**EXERCISE INPUT**
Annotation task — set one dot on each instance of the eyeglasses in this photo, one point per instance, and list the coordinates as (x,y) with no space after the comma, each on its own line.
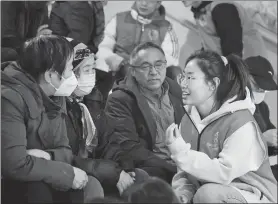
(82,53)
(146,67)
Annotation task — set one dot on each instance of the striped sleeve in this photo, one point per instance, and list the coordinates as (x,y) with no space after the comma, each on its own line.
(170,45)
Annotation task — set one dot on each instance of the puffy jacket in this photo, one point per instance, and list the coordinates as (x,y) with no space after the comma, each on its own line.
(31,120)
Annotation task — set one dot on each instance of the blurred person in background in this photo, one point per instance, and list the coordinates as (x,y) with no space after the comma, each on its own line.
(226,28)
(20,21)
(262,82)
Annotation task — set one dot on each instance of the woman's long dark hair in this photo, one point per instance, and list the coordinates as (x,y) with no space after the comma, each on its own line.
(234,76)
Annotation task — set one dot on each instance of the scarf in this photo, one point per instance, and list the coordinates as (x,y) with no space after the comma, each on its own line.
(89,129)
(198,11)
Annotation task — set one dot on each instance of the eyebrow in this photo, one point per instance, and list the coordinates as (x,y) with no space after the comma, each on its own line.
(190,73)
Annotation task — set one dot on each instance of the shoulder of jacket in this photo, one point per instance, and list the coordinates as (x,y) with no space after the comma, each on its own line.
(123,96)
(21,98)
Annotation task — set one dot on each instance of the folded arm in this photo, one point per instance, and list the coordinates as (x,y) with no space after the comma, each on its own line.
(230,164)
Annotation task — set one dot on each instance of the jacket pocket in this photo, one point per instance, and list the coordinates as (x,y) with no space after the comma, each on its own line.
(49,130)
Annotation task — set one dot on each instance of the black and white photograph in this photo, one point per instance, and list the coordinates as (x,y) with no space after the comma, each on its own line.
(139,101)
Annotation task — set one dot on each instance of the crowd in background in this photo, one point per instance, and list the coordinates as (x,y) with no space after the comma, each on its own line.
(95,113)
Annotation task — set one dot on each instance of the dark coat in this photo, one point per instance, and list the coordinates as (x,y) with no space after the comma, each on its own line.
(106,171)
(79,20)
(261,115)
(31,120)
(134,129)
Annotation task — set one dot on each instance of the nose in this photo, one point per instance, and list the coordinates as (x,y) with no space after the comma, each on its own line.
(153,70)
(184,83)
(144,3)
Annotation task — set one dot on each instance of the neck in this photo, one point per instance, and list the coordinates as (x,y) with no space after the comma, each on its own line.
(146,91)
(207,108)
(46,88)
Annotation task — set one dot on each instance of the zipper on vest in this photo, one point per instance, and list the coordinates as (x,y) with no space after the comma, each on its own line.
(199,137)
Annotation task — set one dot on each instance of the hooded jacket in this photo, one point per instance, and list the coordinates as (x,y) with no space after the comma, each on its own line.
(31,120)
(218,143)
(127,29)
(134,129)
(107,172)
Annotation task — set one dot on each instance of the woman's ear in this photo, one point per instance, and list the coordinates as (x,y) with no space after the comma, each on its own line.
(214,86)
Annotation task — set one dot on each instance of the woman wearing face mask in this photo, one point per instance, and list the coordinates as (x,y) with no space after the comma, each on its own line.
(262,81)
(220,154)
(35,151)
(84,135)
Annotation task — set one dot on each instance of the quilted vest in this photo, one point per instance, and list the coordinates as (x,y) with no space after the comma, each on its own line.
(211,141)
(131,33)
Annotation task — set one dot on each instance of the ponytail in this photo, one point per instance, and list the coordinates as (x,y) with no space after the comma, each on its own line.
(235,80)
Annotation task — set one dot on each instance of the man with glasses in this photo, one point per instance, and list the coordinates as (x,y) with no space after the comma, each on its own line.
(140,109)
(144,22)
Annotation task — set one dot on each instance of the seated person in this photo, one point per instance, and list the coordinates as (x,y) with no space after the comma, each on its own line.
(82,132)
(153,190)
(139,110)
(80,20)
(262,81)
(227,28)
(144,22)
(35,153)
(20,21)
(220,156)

**EXERCISE**
Shift every coordinate number by -20 in the data starting at the line containing "the woman wearing" and ending at the last line of the data. Reproduce all of those lines, requests included, and leave the requests and their format samples unchanged.

**TASK RESULT**
Annotation task — set one dot on each instance of the woman wearing face mask in this photo, one point per instance, and list the coordinates as (x,y) with no space after the comma, each on its own line.
(242,61)
(200,134)
(15,131)
(64,115)
Annotation task — set one dot on each instance of the quilted vest in this photo, one point per instance, and list the coordinates as (x,y) with no space after the comma, each on its own line.
(191,121)
(111,13)
Annotation task — set one dot on each instance of the ponytail in this photo, one point per instance, and list the coordinates as (x,y) with no space after the comma, each on its own line.
(215,60)
Annotation task — set one dot on each instance of the man with glasses in this photo, one point per instance, and list the coordinates as (x,y) with no space after the comma, each on its own line.
(120,89)
(124,2)
Annotation task — set one dot on each instance of the seated person in this photo, one point per instance, and list the coordinates as (x,y) with no space after the comma, each on its own line.
(62,112)
(133,170)
(119,90)
(60,0)
(242,61)
(207,8)
(124,2)
(15,133)
(0,1)
(200,136)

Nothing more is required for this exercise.